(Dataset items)
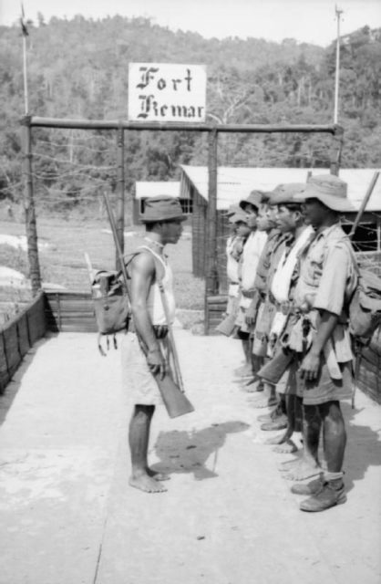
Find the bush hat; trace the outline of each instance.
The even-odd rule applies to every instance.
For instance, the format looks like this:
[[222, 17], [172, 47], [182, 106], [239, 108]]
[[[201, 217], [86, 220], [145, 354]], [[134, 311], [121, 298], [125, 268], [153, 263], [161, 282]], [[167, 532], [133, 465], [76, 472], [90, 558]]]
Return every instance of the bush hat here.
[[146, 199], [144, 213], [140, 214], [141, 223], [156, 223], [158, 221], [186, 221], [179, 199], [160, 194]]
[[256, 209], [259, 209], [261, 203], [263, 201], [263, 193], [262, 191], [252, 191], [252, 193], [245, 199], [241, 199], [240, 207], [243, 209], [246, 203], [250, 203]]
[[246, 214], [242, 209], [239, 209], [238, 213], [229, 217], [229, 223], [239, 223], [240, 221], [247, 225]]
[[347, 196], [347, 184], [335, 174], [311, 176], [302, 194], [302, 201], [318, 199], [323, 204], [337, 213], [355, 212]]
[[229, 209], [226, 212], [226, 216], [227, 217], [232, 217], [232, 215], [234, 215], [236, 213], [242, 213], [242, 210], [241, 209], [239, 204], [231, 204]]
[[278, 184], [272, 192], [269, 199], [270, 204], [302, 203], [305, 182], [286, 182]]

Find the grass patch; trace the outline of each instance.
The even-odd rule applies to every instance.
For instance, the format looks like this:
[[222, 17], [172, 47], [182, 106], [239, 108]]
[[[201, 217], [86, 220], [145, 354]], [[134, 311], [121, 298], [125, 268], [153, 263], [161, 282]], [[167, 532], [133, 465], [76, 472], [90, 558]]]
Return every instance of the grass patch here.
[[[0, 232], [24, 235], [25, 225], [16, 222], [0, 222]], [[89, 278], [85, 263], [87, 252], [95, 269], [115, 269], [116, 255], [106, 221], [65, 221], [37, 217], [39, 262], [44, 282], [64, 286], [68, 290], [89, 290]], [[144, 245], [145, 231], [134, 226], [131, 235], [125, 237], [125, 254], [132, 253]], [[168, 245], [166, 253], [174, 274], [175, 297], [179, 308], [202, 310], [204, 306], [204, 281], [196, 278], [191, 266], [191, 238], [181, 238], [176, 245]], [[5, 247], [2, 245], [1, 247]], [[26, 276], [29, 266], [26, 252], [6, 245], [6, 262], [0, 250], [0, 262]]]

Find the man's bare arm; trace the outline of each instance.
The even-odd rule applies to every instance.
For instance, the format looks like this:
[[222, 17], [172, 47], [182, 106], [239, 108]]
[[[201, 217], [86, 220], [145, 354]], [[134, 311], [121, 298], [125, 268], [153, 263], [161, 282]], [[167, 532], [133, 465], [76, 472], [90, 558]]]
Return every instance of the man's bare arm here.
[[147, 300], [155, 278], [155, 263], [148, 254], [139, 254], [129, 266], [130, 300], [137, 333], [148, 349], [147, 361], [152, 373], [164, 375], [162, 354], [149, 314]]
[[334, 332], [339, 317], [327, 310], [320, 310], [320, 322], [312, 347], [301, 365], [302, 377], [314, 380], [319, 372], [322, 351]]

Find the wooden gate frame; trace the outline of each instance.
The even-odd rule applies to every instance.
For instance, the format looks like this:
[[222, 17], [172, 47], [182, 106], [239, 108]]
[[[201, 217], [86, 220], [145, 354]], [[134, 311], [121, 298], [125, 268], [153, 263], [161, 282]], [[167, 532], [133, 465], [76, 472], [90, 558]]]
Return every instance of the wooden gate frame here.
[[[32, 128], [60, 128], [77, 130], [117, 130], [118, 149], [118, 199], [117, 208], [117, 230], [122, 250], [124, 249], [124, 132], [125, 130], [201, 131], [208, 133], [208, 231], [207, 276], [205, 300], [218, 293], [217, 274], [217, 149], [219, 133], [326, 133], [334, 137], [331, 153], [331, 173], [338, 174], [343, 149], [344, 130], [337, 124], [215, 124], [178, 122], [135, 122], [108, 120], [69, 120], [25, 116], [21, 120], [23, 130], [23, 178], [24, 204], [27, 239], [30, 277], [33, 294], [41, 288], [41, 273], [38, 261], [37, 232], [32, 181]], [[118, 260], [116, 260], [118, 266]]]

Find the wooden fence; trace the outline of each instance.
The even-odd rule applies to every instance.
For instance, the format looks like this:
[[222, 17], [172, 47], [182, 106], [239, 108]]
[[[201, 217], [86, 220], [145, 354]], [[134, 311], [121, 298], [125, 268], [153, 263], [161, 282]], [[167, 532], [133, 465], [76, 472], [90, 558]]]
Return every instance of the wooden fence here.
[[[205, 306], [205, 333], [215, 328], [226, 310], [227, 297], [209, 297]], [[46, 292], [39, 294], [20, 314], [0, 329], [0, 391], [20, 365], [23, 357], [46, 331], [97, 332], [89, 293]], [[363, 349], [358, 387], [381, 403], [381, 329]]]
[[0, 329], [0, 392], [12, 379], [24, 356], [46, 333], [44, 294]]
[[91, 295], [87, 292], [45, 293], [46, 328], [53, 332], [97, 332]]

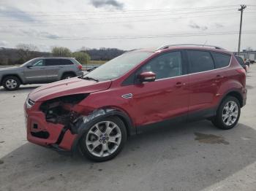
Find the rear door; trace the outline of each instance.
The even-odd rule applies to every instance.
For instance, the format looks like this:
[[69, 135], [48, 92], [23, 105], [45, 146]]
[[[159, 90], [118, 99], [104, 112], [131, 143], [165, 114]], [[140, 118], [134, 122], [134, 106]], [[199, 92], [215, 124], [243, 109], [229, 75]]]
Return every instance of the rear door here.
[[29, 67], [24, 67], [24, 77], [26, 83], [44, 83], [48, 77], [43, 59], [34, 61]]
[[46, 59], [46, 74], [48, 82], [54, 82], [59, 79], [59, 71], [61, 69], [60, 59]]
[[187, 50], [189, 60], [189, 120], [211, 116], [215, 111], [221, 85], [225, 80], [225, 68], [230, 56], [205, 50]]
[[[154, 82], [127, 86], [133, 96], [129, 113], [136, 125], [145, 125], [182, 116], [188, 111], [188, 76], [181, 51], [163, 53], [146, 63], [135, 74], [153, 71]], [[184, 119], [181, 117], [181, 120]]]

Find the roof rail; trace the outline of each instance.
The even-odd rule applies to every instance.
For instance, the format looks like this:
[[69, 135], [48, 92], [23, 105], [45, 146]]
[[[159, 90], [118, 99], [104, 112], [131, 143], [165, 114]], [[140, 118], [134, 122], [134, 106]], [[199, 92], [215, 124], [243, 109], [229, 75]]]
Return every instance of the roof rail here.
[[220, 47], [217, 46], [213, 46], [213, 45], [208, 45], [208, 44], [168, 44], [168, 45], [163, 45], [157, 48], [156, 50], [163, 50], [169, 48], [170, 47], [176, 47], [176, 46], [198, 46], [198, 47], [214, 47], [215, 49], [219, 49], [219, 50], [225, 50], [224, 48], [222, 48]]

**WHAT TO PRODUCE**
Reproduce all of the material above word for word, omitting the pictures.

**TASK ANSWER**
Find the bush hat; trace the outline of each instance.
The even-odd rule applies to every instance.
For instance, the format looks like this:
[[222, 17], [172, 47], [182, 106], [239, 108]]
[[[201, 217], [86, 220], [145, 354]], [[134, 311], [121, 298], [125, 268], [153, 263], [161, 282]], [[167, 532], [133, 465], [76, 472], [90, 558]]]
Return every instance of the bush hat here.
[[146, 199], [144, 213], [140, 214], [141, 223], [156, 223], [158, 221], [186, 221], [179, 199], [160, 194]]
[[256, 209], [259, 209], [261, 203], [263, 201], [263, 193], [262, 191], [252, 191], [252, 193], [245, 199], [241, 199], [240, 207], [243, 209], [246, 203], [250, 203]]
[[246, 214], [242, 209], [239, 209], [238, 213], [229, 217], [229, 223], [239, 223], [240, 221], [247, 225]]
[[347, 196], [347, 184], [335, 174], [311, 176], [302, 194], [302, 201], [318, 199], [323, 204], [337, 213], [355, 212]]
[[229, 209], [226, 212], [226, 216], [227, 217], [232, 217], [232, 215], [234, 215], [236, 213], [242, 213], [242, 210], [241, 209], [239, 204], [231, 204]]
[[278, 184], [272, 192], [269, 199], [270, 204], [302, 203], [305, 182], [286, 182]]

Find the grass patch; trace the outline of each instance.
The even-odd rule applies to every instance.
For instance, the format looks like this:
[[222, 17], [172, 47], [182, 106], [239, 108]]
[[[201, 217], [86, 220], [145, 354]], [[134, 311], [121, 298], [125, 268], [153, 263], [161, 282]], [[167, 532], [133, 465], [76, 472], [90, 558]]]
Return every instance of the grass patch here.
[[[0, 232], [24, 235], [25, 225], [16, 222], [0, 222]], [[89, 278], [85, 263], [87, 252], [95, 269], [115, 269], [116, 255], [106, 221], [65, 221], [37, 217], [39, 262], [44, 282], [64, 286], [68, 290], [89, 290]], [[144, 245], [145, 231], [134, 226], [131, 235], [125, 237], [125, 254], [132, 253]], [[168, 245], [166, 253], [174, 274], [175, 297], [179, 308], [202, 310], [204, 306], [204, 281], [196, 278], [191, 266], [191, 238], [181, 238], [176, 245]], [[5, 247], [2, 245], [1, 247]], [[26, 276], [29, 266], [26, 252], [6, 245], [6, 262], [0, 250], [0, 262]]]

Find the man's bare arm; trace the outline of each instance.
The even-odd rule applies to every instance.
For instance, the format looks like this:
[[222, 17], [172, 47], [182, 106], [239, 108]]
[[[201, 217], [86, 220], [145, 354]], [[134, 311], [121, 298], [125, 268], [153, 263], [161, 282]], [[167, 532], [133, 465], [76, 472], [90, 558]]]
Return every instance of the man's bare arm here.
[[147, 300], [155, 278], [155, 263], [148, 254], [139, 254], [129, 266], [130, 300], [137, 333], [148, 349], [147, 361], [152, 373], [164, 375], [162, 354], [149, 314]]
[[334, 332], [339, 317], [327, 310], [320, 310], [320, 322], [312, 347], [301, 365], [302, 377], [314, 380], [319, 372], [322, 351]]

Find the wooden gate frame; trace the outline of each instance.
The even-odd rule applies to every instance.
For instance, the format looks like this:
[[222, 17], [172, 47], [182, 106], [239, 108]]
[[[201, 217], [86, 220], [145, 354]], [[134, 311], [121, 298], [125, 268], [153, 263], [161, 282]], [[167, 532], [133, 465], [76, 472], [90, 558]]]
Return every instance of the wooden gate frame here.
[[[32, 128], [60, 128], [77, 130], [117, 130], [118, 149], [118, 199], [117, 208], [117, 230], [122, 250], [124, 249], [124, 132], [125, 130], [201, 131], [208, 133], [208, 231], [207, 276], [205, 300], [218, 293], [217, 274], [217, 149], [219, 133], [326, 133], [334, 137], [331, 153], [331, 173], [338, 174], [343, 149], [344, 130], [337, 124], [215, 124], [178, 122], [135, 122], [108, 120], [69, 120], [25, 116], [21, 120], [23, 130], [23, 178], [24, 204], [27, 239], [30, 277], [33, 294], [41, 288], [41, 273], [38, 261], [37, 232], [32, 181]], [[118, 260], [116, 260], [118, 266]]]

Find the wooden fence; trace the outline of each instance.
The even-odd rule applies to every instance.
For instance, the format looks like this:
[[222, 17], [172, 47], [182, 106], [239, 108]]
[[[201, 217], [86, 220], [145, 354]], [[134, 311], [121, 298], [125, 268], [153, 263], [161, 282]], [[167, 532], [133, 465], [76, 472], [90, 558]]]
Return every instance of the wooden fence here.
[[[205, 306], [205, 333], [215, 328], [226, 310], [227, 297], [209, 297]], [[46, 292], [39, 294], [20, 314], [0, 329], [0, 391], [20, 365], [23, 357], [46, 331], [97, 332], [89, 293]], [[363, 349], [358, 387], [381, 403], [381, 329]]]
[[0, 329], [0, 392], [12, 379], [24, 356], [46, 333], [44, 294]]
[[91, 295], [87, 292], [45, 293], [46, 328], [53, 332], [97, 332]]

Find the rear door; trace the outline of each instance.
The even-odd rule applies to every instance.
For instance, the format looks like this:
[[69, 135], [48, 92], [23, 105], [45, 146]]
[[[159, 90], [118, 99], [104, 112], [131, 143], [165, 114]], [[140, 118], [134, 122], [134, 106]], [[199, 92], [215, 124], [243, 109], [229, 75]]]
Return every instance of the rear door here.
[[29, 67], [24, 67], [24, 77], [26, 83], [44, 83], [48, 77], [43, 59], [34, 61]]
[[46, 59], [46, 74], [48, 82], [54, 82], [59, 79], [59, 71], [61, 69], [60, 59]]
[[187, 50], [189, 60], [189, 120], [211, 116], [215, 111], [221, 85], [225, 80], [225, 68], [230, 56], [205, 50]]
[[[154, 82], [127, 86], [133, 96], [129, 113], [136, 125], [145, 125], [182, 116], [188, 111], [188, 76], [181, 51], [163, 53], [146, 63], [135, 74], [153, 71]], [[184, 119], [181, 117], [181, 120]]]

Find the roof rail; trace the outline of each instance.
The even-odd rule applies to every instance.
For instance, the format looks like this:
[[69, 135], [48, 92], [23, 105], [45, 146]]
[[[159, 90], [118, 99], [104, 112], [131, 143], [165, 114]], [[140, 118], [134, 122], [134, 106]], [[199, 92], [215, 124], [243, 109], [229, 75]]]
Return every instance of the roof rail here.
[[220, 47], [217, 46], [213, 46], [213, 45], [208, 45], [208, 44], [168, 44], [168, 45], [163, 45], [157, 48], [156, 50], [163, 50], [169, 48], [170, 47], [176, 47], [176, 46], [198, 46], [198, 47], [214, 47], [215, 49], [219, 49], [219, 50], [225, 50], [224, 48], [222, 48]]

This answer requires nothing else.